O resultado foi tão surpreendente que em pouco tempo a sua fazenda se transformou em um verdadeiro parque agroindustrial, onde se produzia rapadura, cachaça, farinha, queijo, vinagre, vinho e havia até uma usina de descaroçamento de algodão.
Fazenda com energia elétrica no início do século XX
A fazenda Patos foi a primeira localidade do interior da Paraíba a dispor de energia elétrica.
Além da Fazenda Patos, outras propriedades circunvizinhas localizada à sombra da Serra do Pau Ferrada, forneciam produtos para ser manufaturados pela indústria, a exemplos dos sítios Serra do Pau Ferrado, Saco dos Caçulas, Sozinho, Cajueiro, Cajazeiras, Tataíra, Bandeira, Caldeira, Piancozinho, Almas e Pedra, esta última pertencente ao coronel Laurindo Florentino Diniz, irmão do major Floro, que era chefe político de Triunfo.
O major Floro Diniz era filho de Joaquim José Diniz e de dona Luísa Florentino Diniz, assim como os seus irmãos Laurindo, Marçal, Manoel, Joana e Luiza. Marçal e Manoel eram proprietários da fazenda Abóboras, no município de Vila Bela/PE; Joana era casada com Manoel Andrelino Pereira da Silva (Né da Caiçara), filho de Andrelino Pereira da Silva (Barão do Pajeú).
Esta ligação familiar existente entre os irmãos Florentinos Diniz e a família Pereira, que se encontrava em luta armada contra a família Carvalho no vizinho Estado de Pernambuco, fez com que as suas propriedades, Abóboras e principalmente as localizadas no território Paraíba, servissem de homizio seguro para os Pereiras durante o período entre 1907 a 1924.
Coito seguro de grandes bandos de cangaceiros
O primeiro chefe de bando a frequentar essas propriedades com uma certa assiduidade foi Né Dadu, também conhecido por Ne Pereira, sucedido pelo irmão e primo Sinhô Pereira e Luiz Padre, e depois Lampião.
Na fase lampiônica, as correrias do cangaço de enriquecimento passaram a preponderar sobre o cangaço de vingança, que teve seu apogeu na época em que Sinhô Pereira e Luiz Padre combatiam a família Carvalho.
Em 14 de julho de 1918, um filho de Marçal Diniz contraiu matrimônio com uma filha major Floro. O casal, Marcolino Pereira Diniz e Alexandrina Florentina, estabeleceu domicílio no povoado de Patos, que a partir de então passa a ser o mais significativo reduto de cangaceiros, desbancando assim a afamada fazenda Abóboras. Em 1919, Marcolino Diniz era apontado pelas autoridades como um dos maiores fornecedores de armas e munições ao bando Sinhô Pereira e Luiz Padre.

• Dados fornecidos
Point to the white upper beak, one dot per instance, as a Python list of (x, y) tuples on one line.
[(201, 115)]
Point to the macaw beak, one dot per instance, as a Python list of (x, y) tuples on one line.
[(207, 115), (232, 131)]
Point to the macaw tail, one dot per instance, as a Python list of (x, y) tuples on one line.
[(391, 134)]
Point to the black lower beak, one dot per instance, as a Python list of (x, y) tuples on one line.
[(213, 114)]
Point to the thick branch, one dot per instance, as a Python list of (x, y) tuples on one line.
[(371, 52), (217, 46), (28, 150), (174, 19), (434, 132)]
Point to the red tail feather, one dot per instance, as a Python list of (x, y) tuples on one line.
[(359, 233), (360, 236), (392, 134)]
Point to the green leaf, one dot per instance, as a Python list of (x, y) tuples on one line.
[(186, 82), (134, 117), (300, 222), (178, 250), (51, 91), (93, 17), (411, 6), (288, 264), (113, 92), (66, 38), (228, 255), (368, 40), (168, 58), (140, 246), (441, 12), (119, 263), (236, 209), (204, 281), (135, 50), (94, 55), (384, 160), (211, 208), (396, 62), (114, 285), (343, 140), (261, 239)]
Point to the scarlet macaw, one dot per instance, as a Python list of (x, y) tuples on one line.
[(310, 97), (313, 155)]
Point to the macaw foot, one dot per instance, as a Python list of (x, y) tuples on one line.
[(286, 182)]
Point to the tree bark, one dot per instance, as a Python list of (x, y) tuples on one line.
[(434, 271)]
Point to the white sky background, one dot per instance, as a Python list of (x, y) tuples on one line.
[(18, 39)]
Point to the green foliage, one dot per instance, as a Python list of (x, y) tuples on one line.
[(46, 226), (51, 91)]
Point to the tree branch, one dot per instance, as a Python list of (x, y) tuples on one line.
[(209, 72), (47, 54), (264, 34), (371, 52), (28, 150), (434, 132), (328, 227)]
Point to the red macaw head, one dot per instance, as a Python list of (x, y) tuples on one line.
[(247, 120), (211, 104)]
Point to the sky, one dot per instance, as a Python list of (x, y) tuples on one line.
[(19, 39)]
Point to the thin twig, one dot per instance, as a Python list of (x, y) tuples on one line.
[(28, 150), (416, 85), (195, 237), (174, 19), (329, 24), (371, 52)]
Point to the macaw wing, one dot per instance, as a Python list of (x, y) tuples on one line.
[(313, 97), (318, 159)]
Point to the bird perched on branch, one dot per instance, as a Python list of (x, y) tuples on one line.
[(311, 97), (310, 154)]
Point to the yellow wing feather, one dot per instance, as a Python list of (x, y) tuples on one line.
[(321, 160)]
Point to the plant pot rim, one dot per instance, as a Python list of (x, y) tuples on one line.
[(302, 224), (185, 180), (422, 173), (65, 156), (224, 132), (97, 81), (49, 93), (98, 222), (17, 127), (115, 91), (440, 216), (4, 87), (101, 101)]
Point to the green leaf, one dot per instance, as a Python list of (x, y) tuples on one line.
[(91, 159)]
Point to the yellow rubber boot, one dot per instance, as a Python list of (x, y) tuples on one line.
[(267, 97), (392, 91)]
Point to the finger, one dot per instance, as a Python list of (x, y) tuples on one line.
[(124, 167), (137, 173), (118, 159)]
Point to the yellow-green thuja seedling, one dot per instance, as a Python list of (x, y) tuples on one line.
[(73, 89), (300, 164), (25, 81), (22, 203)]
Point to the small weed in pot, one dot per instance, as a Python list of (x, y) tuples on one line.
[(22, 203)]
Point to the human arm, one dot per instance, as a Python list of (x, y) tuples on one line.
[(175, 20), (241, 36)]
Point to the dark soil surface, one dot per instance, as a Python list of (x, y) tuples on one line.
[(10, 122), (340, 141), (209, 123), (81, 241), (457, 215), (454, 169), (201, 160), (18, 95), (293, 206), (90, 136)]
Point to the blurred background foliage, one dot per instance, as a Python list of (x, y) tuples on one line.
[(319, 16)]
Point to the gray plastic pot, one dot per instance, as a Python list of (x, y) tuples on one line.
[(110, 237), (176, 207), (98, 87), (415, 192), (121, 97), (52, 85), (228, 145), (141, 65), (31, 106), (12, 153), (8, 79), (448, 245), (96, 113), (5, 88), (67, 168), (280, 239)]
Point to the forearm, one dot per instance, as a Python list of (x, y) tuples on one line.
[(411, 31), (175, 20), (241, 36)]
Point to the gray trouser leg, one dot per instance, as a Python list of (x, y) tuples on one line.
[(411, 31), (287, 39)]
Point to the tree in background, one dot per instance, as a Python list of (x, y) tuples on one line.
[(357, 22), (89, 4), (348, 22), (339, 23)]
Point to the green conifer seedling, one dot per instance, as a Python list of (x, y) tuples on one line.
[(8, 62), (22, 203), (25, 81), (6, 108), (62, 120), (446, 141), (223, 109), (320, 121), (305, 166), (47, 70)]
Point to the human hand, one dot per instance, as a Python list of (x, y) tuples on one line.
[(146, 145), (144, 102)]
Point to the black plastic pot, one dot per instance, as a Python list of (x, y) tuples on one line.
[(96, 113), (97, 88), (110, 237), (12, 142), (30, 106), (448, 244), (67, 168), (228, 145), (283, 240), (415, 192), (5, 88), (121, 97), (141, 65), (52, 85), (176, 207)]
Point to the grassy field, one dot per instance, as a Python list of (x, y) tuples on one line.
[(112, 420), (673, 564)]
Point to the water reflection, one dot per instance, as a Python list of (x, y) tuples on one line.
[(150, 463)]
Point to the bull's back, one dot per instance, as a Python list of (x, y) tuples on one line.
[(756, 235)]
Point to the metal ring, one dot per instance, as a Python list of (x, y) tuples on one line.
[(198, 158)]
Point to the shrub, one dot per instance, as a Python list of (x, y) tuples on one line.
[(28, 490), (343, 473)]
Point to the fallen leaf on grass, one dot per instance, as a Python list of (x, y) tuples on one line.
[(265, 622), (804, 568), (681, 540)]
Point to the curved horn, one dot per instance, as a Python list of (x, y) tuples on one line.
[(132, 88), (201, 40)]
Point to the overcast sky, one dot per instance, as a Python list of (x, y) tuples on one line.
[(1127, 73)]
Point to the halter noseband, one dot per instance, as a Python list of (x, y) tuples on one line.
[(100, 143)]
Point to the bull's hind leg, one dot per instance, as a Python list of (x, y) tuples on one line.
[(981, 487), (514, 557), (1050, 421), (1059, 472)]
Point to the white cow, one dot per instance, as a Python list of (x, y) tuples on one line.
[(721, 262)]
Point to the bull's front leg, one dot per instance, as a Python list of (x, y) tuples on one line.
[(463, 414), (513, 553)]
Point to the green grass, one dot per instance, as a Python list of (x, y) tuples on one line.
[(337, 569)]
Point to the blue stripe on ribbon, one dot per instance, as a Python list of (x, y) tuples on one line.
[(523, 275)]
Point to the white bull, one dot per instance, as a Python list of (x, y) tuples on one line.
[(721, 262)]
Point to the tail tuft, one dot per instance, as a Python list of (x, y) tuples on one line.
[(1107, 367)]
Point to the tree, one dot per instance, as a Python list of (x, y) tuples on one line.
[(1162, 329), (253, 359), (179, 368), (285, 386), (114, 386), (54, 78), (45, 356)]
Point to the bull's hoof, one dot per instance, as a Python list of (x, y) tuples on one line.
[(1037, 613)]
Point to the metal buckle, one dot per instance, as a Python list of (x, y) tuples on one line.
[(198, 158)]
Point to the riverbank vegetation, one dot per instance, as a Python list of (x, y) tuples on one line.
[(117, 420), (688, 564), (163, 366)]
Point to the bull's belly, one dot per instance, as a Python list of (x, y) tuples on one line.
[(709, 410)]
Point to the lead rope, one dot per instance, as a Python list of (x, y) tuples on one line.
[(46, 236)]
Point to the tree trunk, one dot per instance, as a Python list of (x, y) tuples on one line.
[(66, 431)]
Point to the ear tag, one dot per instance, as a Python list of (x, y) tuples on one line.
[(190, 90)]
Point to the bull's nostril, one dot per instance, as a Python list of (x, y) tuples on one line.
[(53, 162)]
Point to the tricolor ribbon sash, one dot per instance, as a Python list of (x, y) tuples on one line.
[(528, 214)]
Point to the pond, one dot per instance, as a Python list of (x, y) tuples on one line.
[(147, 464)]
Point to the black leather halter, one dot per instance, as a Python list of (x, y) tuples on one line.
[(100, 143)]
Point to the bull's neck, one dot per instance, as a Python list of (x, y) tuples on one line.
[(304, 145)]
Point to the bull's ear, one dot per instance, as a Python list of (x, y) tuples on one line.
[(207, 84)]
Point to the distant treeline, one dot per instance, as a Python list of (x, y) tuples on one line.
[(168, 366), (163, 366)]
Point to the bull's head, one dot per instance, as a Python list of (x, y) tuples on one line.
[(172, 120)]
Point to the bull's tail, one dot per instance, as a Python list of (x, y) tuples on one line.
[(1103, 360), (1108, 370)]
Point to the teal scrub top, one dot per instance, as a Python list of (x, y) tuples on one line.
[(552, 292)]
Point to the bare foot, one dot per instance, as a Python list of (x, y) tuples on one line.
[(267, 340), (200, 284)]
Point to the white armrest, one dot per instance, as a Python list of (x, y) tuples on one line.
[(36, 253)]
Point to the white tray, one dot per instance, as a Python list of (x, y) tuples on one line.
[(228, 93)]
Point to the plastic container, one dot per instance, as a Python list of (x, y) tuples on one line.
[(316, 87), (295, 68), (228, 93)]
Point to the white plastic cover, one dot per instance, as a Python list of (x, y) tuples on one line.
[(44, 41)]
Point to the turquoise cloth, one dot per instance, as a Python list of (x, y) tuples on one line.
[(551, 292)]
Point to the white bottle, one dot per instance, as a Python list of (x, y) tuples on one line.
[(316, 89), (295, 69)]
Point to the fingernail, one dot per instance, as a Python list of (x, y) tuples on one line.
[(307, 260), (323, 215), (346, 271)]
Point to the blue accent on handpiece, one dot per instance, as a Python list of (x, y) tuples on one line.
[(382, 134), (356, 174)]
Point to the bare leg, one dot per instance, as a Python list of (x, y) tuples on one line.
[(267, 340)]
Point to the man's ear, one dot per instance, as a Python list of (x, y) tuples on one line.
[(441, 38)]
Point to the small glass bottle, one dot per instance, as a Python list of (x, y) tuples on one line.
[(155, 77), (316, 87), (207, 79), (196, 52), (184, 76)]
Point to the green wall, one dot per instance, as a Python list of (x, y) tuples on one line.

• Tarefas pedidas
A - No texto sobre a fazenda Patos, a quem pertencia o sítio Pedra?
B - Continue o texto sobre a fazenda Patos a partir da última frase apresentada.

• Respostas esperadas
A - Ao coronel Laurindo Florentino Diniz, irmão do major Floro.

B -
A partir de 1922, face à intensa perseguição das forças policiais paraibanas e cearense por contas de assaltos praticados contra poderosos fazendeiros na região de Catolé do Rocha/PB, o major José Inácio e Sinhô Pereira, as duas mais destacadas expressões do banditismo, deixam Milagres/CE com destino a São João do Duro, no Estado de Goiás, onde já se encontrava Luiz Padre desde 1920.
Bando de Lampião, em 1922, Fazenda Pedra(abaixo)
Casa na Fazenda Pedra, onde Lampião se deixou fotografar, em 1922
O bando remanescente, agora sob o comando de Lampião, vai se homiziar em terras dos poderosos Florentino Diniz, onde vivia seu genro Marcolino Diniz, com o qual o novo chefe já tinha afinidade desde a época em que integrava o bando de Sinhô Pereira.
Quando Lampião e chegou à região já encontrou velhos conhecidos que também contavam com uma extensa lista de serviços prestados ao mundo do crime. Dentre estes, destacavam-se Luiz Leão, Sabino das Abóboras, Moreno, Ronco Grosso, Clementino Quelé e irmãos, Moreno, Vicente de Marina, Luiz do Triângulo e seus primos e agregados Chiquito, Quintino, Chocho, Vicente de Marina e Moreno.
Coronel Zé Pereira em fúria após ataque a Sousa
Lampião e seus séquitos permaneceram por quase dois anos realizando suas incursões criminosas nas regiões adjacentes, mas, por razões obvias, poupando a Paraíba. “Lampião fazia as safadezas em Pernambuco e corria para a Paraíba”. Foi justamente pela quebra deste paradigma que Lampião caiu em desgraça. Em 27 de julho de 1924, seu bando tomou de assalto a cidade de Sousa, despertando a fúria do coronel José Pereira.
Cel. Zé Pereira surge como inimigo de cangaceiros
O todo poderoso de Princesa, que até então tinha se fingido de morto, decidiu pôr fim a má fama do espólio político que havia herdado do seu pai, agora transformado em notório bunker dos mais afamados bandoleiros nordestinos. Em agosto daquele mesmo ano, o coronel José Pereira resolve se voluntariar o comando da luta contra o banditismo no interior do Estado, no que foi aceito pelo então governador Solon de Lucena, que o nomeou Comandante de Geral da Forças Volantes da Paraíba.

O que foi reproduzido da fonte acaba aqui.